══ RECORDS FOR THIS TASK

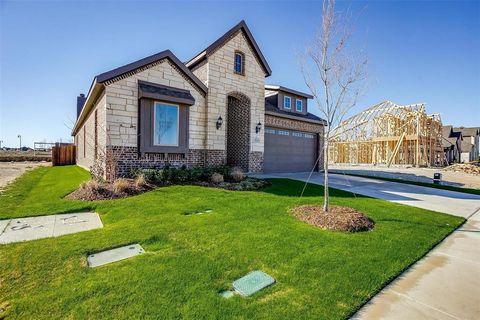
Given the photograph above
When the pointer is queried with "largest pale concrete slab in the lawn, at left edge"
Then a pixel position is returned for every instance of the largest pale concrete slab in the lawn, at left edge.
(33, 228)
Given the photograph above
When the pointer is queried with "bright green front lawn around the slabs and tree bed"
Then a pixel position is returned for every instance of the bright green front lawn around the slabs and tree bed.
(320, 274)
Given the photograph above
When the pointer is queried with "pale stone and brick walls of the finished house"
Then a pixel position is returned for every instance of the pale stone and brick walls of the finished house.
(111, 130)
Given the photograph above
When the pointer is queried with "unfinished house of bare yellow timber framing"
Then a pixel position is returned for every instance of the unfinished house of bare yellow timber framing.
(387, 134)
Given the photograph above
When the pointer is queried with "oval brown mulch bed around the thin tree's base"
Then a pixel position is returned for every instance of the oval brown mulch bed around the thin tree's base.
(338, 218)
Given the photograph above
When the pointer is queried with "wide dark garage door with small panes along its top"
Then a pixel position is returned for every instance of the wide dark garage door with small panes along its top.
(289, 151)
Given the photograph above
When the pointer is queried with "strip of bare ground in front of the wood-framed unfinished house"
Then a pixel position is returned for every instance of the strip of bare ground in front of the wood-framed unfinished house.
(457, 179)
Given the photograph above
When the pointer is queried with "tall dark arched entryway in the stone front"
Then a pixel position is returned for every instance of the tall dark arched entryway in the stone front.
(238, 130)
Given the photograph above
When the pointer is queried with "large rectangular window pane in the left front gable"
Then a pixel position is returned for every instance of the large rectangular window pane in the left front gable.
(166, 123)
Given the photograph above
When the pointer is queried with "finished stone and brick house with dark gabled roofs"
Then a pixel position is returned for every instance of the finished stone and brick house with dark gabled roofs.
(213, 109)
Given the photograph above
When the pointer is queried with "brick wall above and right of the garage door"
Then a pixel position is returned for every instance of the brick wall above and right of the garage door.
(280, 122)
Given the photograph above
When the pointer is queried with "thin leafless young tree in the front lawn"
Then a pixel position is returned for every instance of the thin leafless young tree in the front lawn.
(335, 74)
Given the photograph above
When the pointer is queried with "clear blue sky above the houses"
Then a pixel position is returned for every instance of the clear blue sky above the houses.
(50, 51)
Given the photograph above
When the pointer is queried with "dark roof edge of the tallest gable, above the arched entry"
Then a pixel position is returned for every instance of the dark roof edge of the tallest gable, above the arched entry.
(220, 41)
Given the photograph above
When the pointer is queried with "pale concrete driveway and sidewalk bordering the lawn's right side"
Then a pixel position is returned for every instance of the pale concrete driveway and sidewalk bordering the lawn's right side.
(445, 284)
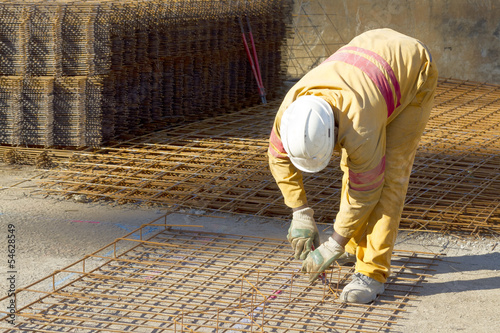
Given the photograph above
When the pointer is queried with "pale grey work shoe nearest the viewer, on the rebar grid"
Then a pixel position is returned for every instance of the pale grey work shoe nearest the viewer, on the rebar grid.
(362, 289)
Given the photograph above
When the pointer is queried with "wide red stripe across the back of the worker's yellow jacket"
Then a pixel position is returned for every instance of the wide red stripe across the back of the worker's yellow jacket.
(372, 71)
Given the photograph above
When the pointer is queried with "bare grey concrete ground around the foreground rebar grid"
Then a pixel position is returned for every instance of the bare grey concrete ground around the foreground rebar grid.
(462, 295)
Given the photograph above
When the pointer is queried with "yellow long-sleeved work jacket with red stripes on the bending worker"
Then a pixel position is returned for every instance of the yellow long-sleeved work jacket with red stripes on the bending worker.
(368, 83)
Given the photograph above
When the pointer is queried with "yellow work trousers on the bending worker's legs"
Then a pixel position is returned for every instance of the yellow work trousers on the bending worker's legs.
(373, 243)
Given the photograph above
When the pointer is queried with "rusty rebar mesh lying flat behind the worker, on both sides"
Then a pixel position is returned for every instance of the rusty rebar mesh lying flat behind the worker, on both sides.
(221, 163)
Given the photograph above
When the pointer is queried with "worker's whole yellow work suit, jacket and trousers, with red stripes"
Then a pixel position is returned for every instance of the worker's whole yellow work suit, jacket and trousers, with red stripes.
(381, 88)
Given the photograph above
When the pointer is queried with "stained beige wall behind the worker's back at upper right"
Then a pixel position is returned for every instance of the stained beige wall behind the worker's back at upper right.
(463, 35)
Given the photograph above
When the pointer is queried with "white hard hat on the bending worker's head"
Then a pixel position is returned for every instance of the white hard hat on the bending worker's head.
(308, 133)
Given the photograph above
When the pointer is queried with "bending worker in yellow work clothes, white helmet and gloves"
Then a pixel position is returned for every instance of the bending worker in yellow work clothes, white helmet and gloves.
(370, 101)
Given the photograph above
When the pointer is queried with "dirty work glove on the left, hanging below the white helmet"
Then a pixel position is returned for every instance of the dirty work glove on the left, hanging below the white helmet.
(303, 233)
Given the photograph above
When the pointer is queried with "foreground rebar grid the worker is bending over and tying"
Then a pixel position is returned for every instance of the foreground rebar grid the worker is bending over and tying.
(182, 280)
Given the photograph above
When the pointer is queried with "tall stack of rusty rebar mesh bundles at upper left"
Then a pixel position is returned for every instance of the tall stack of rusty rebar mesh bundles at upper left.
(79, 73)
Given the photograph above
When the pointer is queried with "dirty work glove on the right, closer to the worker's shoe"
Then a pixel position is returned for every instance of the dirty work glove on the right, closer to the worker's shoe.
(321, 258)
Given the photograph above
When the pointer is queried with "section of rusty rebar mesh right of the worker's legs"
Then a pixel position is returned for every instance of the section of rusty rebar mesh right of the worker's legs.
(456, 172)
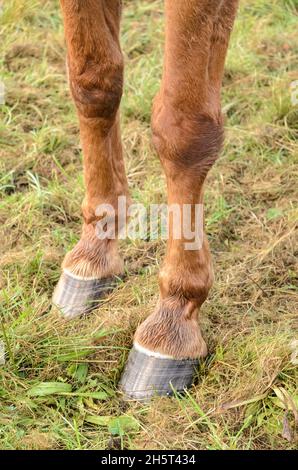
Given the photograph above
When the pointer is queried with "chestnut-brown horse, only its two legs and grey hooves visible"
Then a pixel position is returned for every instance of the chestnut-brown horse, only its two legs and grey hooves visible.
(187, 132)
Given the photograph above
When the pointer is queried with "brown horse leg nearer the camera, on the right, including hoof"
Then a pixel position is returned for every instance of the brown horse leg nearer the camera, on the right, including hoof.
(188, 133)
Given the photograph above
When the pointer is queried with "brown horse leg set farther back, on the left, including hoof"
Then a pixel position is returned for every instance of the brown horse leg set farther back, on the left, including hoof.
(95, 67)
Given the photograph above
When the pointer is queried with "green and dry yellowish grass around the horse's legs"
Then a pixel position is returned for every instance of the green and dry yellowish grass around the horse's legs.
(58, 387)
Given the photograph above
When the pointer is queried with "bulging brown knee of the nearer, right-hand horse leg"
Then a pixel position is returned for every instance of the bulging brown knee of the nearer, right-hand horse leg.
(190, 141)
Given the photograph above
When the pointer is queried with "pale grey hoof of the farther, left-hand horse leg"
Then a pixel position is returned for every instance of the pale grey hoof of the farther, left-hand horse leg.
(75, 296)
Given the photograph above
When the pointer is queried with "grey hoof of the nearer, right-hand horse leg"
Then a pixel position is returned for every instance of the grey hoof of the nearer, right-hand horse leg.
(148, 375)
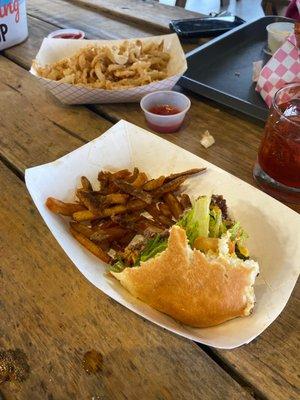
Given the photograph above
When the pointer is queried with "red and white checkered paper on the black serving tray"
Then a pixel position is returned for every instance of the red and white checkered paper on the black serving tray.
(282, 68)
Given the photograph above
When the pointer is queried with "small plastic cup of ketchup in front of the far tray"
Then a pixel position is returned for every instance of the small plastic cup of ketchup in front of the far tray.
(165, 110)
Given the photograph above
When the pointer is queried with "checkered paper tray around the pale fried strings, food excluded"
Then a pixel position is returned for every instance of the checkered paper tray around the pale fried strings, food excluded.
(53, 50)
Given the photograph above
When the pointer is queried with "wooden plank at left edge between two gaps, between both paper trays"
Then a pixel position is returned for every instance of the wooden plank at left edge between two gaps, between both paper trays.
(35, 129)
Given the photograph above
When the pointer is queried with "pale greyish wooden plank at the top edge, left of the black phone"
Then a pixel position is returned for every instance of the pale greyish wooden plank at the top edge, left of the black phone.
(146, 13)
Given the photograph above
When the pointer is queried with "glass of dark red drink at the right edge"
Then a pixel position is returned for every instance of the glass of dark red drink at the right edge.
(277, 169)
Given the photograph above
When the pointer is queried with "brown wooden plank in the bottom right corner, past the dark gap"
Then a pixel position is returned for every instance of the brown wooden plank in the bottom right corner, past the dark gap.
(272, 361)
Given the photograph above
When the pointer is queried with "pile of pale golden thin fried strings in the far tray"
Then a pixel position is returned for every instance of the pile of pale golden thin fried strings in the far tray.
(127, 65)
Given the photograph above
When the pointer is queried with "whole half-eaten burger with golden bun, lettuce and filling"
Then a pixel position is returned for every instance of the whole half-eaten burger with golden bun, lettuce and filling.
(199, 272)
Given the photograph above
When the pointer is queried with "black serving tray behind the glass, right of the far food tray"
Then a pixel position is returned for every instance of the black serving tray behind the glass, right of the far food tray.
(222, 68)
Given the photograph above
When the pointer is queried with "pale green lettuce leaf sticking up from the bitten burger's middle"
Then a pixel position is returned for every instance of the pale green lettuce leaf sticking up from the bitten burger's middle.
(196, 220)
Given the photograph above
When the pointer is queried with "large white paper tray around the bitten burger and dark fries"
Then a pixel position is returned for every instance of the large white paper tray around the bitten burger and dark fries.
(274, 229)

════

> **YOUR OBJECTIVE**: Copy exactly the lines from the one containing "and dark fries." through the last line of the records, both included, and nothing else.

> **SOLUTION TO THE PROBLEM**:
Then a pixel position is returned for every instance of the large white paper tray around the bitten burger and dark fries.
(274, 229)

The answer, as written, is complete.